*SOURCE PASSAGE:*
The correct recombinant plasmids were transferred into R. anatipestifer ATCC 11845 by conjugative transfer as previously described (Neela et al., 2009; Luo et al., 2015). Briefly, the E. coli S17-1 containing recombinant plasmid was served as donor strain, while the reference strain R. anatipestifer ATCC 11845 was served as recipient strain, which does not carry any tet genes and is sensitive to tetracycline (Wang et al., 2012). Log-phase donor and recipient strains were mixed in 10 mM MgSO4 with 7:3 ratio and filtered through 0.22-μm membrane filter in the conjugation experiment. Finally, the transconjugants were selected on TSA plates supplemented with FOX (2 μg/ml) and KAN (40 μg/ml) and identified by PCR. At the same time, the negative control empty vector pLMF03 was transferred into ATCC 11845, resulting in the transconjugant ATCC 11845 (pLMF03). The MICs of tetracycline for the wild-type and transconjugants were measured as described above.

Transfer of the tet(X) Gene by Natural Transformation

The transferability of the tet(X) gene was verified by natural transformation as described previously (Liu et al., 2017). Briefly, the R. anatipestifer CH-2 genome (0.25, 0.5, 1, 2, and 5 μg) were respectively used as donor DNA and transferred into the recipient strain R. anatipestifer ATCC 11845. The transformants, designated ATCC 11845 [tet(X)], were screened using GCB plates supplemented with TET (5 μg/ml). The insertion of the transferred tet(X) genes was verified by PCR and sequencing. The tetracycline resistance phenotypes of transformant was determined as described above.

*MATERIAL PROVIDED:*
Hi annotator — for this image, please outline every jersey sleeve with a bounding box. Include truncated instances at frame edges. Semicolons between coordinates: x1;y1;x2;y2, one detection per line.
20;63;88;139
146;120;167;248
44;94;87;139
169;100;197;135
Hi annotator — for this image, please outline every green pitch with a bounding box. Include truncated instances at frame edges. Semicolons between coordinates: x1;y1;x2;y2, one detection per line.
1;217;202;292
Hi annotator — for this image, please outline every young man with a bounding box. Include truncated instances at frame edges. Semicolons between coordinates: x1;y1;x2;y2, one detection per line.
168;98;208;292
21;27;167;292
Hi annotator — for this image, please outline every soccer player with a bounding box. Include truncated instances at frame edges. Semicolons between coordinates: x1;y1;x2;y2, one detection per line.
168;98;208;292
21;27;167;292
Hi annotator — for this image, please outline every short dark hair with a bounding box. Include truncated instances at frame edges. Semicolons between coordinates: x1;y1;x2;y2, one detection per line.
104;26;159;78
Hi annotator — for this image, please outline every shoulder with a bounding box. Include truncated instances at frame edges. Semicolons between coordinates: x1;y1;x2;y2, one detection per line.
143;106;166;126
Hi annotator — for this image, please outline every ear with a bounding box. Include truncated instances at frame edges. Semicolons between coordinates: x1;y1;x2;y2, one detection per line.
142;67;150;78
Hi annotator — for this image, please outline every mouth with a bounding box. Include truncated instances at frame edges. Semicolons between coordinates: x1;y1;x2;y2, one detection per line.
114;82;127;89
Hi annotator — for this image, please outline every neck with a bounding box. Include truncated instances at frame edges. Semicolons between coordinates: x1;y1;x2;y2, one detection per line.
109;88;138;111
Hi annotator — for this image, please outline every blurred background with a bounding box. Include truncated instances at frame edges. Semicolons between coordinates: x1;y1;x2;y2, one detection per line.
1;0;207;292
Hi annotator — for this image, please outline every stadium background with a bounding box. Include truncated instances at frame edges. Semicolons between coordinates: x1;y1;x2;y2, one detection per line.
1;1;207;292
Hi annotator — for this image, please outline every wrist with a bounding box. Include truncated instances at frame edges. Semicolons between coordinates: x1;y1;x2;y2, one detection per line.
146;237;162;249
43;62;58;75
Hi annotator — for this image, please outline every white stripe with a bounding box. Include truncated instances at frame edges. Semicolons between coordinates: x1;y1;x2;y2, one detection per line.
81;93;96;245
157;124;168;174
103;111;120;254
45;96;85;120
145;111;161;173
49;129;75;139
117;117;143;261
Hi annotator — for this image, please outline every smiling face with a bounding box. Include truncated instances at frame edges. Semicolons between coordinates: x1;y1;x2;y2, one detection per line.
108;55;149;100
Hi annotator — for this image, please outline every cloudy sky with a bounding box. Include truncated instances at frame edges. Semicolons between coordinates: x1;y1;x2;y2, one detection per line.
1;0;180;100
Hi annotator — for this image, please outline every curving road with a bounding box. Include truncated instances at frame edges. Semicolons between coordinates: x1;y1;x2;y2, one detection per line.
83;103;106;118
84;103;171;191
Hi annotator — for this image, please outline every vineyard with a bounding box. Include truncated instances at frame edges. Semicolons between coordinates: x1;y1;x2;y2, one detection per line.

*QUESTIONS:*
A – Using the source passage, explain the role strain ATCC 11845 played in the conjugative transfer and what the passage states about its tet genes and tetracycline sensitivity, in one to three sentences.
B – Rewrite the part of the source passage that opens with the words containing "Transfer of the" and closes with "determined as described above.", changing "donor DNA" to "source DNA".
C – Decide whether each statement below agrees with the source passage. Answer yes or no for each, and quote the passage's deciding words exactly.
(i) Donor and recipient strains were mixed at a 7:3 ratio in 10 mM MgSO4.
(ii) The transformants carrying tet(X) were screened on TSA plates supplemented with TET.
(iii) The empty vector pLMF03 served as the negative control.

*YOUR WRITTEN ANSWERS:*
A – R. anatipestifer ATCC 11845 served as the recipient strain, receiving recombinant plasmids from the donor strain E. coli S17-1. The passage states that it does not carry any tet genes and is sensitive to tetracycline.

B –
Transfer of the tet(X) Gene by Natural Transformation

The transferability of the tet(X) gene was verified by natural transformation as described previously (Liu et al., 2017). Briefly, the R. anatipestifer CH-2 genome (0.25, 0.5, 1, 2, and 5 μg) were respectively used as source DNA and transferred into the recipient strain R. anatipestifer ATCC 11845. The transformants, designated ATCC 11845 [tet(X)], were screened using GCB plates supplemented with TET (5 μg/ml). The insertion of the transferred tet(X) genes was verified by PCR and sequencing. The tetracycline resistance phenotypes of transformant was determined as described above.

C –
(i) Yes: "Log-phase donor and recipient strains were mixed in 10 mM MgSO4 with 7:3 ratio"
(ii) No: "were screened using GCB plates supplemented with TET (5 μg/ml)"
(iii) Yes: "the negative control empty vector pLMF03 was transferred into ATCC 11845"